Quote all of the entries below word for word, leaving every character unchanged.
-- Begin Records supplied --
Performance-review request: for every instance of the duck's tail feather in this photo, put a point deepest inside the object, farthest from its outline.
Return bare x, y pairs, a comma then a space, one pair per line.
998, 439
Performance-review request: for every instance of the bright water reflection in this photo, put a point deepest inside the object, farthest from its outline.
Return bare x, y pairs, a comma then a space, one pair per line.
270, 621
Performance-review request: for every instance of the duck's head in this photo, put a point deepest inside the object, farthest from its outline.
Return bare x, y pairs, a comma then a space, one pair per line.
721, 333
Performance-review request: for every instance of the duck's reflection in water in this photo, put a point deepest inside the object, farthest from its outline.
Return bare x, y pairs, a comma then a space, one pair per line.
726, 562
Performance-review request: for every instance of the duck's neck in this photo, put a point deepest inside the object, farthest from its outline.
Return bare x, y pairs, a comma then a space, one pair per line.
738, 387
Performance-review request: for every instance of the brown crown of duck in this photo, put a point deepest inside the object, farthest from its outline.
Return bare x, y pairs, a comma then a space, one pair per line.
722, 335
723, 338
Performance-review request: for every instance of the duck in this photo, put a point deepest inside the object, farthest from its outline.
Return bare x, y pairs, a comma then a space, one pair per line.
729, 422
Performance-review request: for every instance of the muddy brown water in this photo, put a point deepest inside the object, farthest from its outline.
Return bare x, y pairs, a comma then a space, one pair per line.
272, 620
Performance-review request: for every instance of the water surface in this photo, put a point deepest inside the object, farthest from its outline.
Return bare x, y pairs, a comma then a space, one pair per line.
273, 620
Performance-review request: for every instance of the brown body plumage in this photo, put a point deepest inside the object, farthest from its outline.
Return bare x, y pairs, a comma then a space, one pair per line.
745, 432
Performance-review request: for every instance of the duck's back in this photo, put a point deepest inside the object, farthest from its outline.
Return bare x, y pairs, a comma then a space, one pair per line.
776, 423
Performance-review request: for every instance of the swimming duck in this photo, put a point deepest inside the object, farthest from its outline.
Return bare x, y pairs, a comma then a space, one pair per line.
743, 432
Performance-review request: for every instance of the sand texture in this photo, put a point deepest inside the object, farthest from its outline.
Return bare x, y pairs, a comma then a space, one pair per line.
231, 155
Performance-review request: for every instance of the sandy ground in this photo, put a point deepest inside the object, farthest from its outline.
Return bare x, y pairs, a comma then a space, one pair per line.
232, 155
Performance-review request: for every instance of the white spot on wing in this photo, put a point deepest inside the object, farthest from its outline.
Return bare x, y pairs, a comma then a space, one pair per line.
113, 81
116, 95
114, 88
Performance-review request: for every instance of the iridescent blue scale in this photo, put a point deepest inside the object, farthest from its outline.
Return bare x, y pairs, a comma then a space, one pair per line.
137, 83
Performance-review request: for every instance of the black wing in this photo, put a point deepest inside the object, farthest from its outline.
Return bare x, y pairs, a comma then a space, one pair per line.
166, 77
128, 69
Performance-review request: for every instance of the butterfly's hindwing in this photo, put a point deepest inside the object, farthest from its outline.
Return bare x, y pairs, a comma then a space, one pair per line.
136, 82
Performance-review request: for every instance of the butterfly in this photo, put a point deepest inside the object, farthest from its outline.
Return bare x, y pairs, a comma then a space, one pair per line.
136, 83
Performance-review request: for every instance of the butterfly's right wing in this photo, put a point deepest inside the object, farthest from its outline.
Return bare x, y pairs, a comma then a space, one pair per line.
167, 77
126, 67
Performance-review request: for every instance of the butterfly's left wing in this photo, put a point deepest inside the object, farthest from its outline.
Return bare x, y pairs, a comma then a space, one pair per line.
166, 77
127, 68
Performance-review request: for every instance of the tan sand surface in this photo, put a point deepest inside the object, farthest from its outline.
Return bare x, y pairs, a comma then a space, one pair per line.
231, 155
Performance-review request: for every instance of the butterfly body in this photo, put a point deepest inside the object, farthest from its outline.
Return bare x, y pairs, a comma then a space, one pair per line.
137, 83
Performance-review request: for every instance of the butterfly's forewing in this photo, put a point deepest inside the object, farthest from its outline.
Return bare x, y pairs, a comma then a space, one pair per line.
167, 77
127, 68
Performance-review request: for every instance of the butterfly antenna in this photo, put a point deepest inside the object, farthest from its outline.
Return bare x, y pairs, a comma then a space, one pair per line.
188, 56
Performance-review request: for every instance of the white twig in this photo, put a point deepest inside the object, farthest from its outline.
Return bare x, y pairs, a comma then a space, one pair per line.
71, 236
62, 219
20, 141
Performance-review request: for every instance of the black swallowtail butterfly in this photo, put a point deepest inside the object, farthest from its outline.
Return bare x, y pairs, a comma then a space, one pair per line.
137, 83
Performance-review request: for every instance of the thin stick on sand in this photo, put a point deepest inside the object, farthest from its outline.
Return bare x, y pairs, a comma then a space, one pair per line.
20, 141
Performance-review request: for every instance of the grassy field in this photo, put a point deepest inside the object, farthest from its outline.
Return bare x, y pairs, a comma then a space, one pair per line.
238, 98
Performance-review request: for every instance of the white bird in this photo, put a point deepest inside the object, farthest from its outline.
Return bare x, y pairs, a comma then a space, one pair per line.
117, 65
-- End Records supplied --
**Complete output**:
Performance-review request: for every instance of the duck's tail feather in this photo, put a point deepest inside the object, farthest from its outline.
Return bare x, y pairs, a comma then a space, one pair per line.
998, 439
Performance-review request: for every instance of the bright water reflection in this photo, put a point deepest inside the object, farthest from its outline.
Return bare x, y pairs, a comma then a space, one pair per line.
270, 621
Performance-review request: for every instance of the duck's head in this photo, put a point deepest inside the object, farthest from its outline.
Return bare x, y pairs, a comma then a space, one pair per line.
721, 333
Performance-review request: for every instance of the duck's reflection in water in this photo, put a point deepest inside the object, farthest from its outline.
Return bare x, y pairs, a comma then a space, one pair per line.
726, 562
Performance-review request: for every instance of the duck's neck in this photo, put a point deepest inside the object, farthest from its outline.
Return bare x, y pairs, a comma then a space, one pair per line.
738, 387
Performance-review request: for every instance of the brown crown of duck in this photo, put a point deepest inside the object, farthest from its outline.
Return bare x, y pairs, a comma then a space, one pair per line.
722, 335
723, 338
Performance-review request: for every instance of the duck in this photo, put a point deepest inside the object, farthest from its outline.
Return bare x, y pairs, a comma then a space, one pair per line.
729, 422
Performance-review request: for every instance of the muddy brown water in this photo, put a point deepest inside the object, farthest from its outline.
Return bare x, y pairs, a comma then a space, one pair per line.
272, 620
Performance-review request: for every instance of the water surface in this photo, put a point deepest inside the object, farthest from its outline.
Return bare x, y pairs, a comma then a space, one pair per line.
273, 620
Performance-review request: for every instance of the brown body plumage in this photo, put a point deepest inside the object, farthest from its outline.
Return bare x, y pairs, a comma then a space, one pair per line.
745, 432
Performance-review request: for every instance of the duck's back in this photo, put a point deepest inside the object, farthest from its outline.
Return bare x, y pairs, a comma then a space, one pair per line.
776, 423
Performance-review request: for every instance of the swimming duck in this photo, put a point deepest inside the object, farthest from its outline.
Return bare x, y pairs, a comma then a space, one pair per line.
743, 432
Performance-review request: for every instance of the sand texture in this photo, put a point deepest inside the object, farthest from its outline.
Return bare x, y pairs, a comma then a space, one pair per line.
231, 155
Performance-review request: for every instance of the sandy ground in this photo, put a point deepest inside the object, farthest from its outline.
Return bare x, y pairs, a comma then a space, one pair per line.
232, 155
Performance-review request: for every instance of the white spot on wing in this photo, put a point deepest inside the object, farthest from its outline.
Return bare x, y pairs, a comma then a space, one pair per line.
113, 81
116, 95
114, 88
Performance-review request: for every instance of the iridescent blue scale in this photo, put a point deepest inside the object, farthest from its outline.
Return bare x, y pairs, a comma then a space, one pair per line.
137, 83
Performance-review request: for every instance of the black wing in this photo, put a point deepest inside the object, farthest from its outline.
Return bare x, y pairs, a comma then a space, one pair per line.
166, 77
128, 69
Performance-review request: for every instance of the butterfly's hindwing in this photo, put a point deepest inside the object, farthest from its outline.
Return bare x, y pairs, a comma then a space, one pair per line.
136, 82
Performance-review request: for every instance of the butterfly in this photo, put a point deepest inside the object, farthest from its outline.
Return bare x, y pairs, a comma then a space, one pair per line.
136, 83
Performance-review request: for every instance of the butterfly's right wing in this photo, put a point deepest inside the object, farthest from its outline.
Return bare x, y pairs, a comma then a space, one pair per line.
167, 77
126, 67
Performance-review request: for every instance of the butterfly's left wing in this photo, put a point deepest inside the object, farthest from its outline.
Return bare x, y pairs, a comma then a space, one pair per line.
166, 77
127, 68
Performance-review request: for every instance of the tan sand surface in this photo, put a point deepest inside the object, farthest from its outline.
Return bare x, y pairs, a comma then a space, one pair per line.
231, 155
Performance-review request: for every instance of the butterfly body in this photo, put a point deepest inside the object, farthest from its outline.
Return bare x, y pairs, a comma then a space, one pair per line.
137, 83
Performance-review request: for every instance of the butterfly's forewing in this photo, put a point deepest inside the object, farthest from its outline.
Return bare x, y pairs, a comma then a space, one pair per line.
167, 77
127, 68
Performance-review request: for every instance of the butterfly antenna in this photo, put a point deepest inside the object, farthest from its outline.
Return bare x, y pairs, a comma then a space, one pair per line.
188, 56
Performance-review request: for every instance of the white twig in this photo, put a point deepest inside the object, farthest from its outline.
Return bare x, y pairs, a comma then a space, one pair per line.
71, 236
62, 219
20, 141
Performance-review request: for every instance of the black swallowtail butterfly in this photo, put a point deepest inside the object, farthest from its outline.
Return bare x, y pairs, a comma then a space, one pair per line.
137, 83
Performance-review request: for every instance of the thin stick on sand in this photo, put a point deepest inside the object, farthest from its outline.
Return bare x, y pairs, a comma then a space, one pair per line.
20, 141
Performance-review request: for every instance of the grassy field in this photo, put a point deepest inside the object, farthest from its outline.
Return bare x, y pairs, a comma then a space, one pair per line.
238, 98
Performance-review request: for every instance of the white bird in this photo, put a point deepest inside the object, farthest from its outline.
Return bare x, y pairs, a comma then a space, one pair per line.
117, 65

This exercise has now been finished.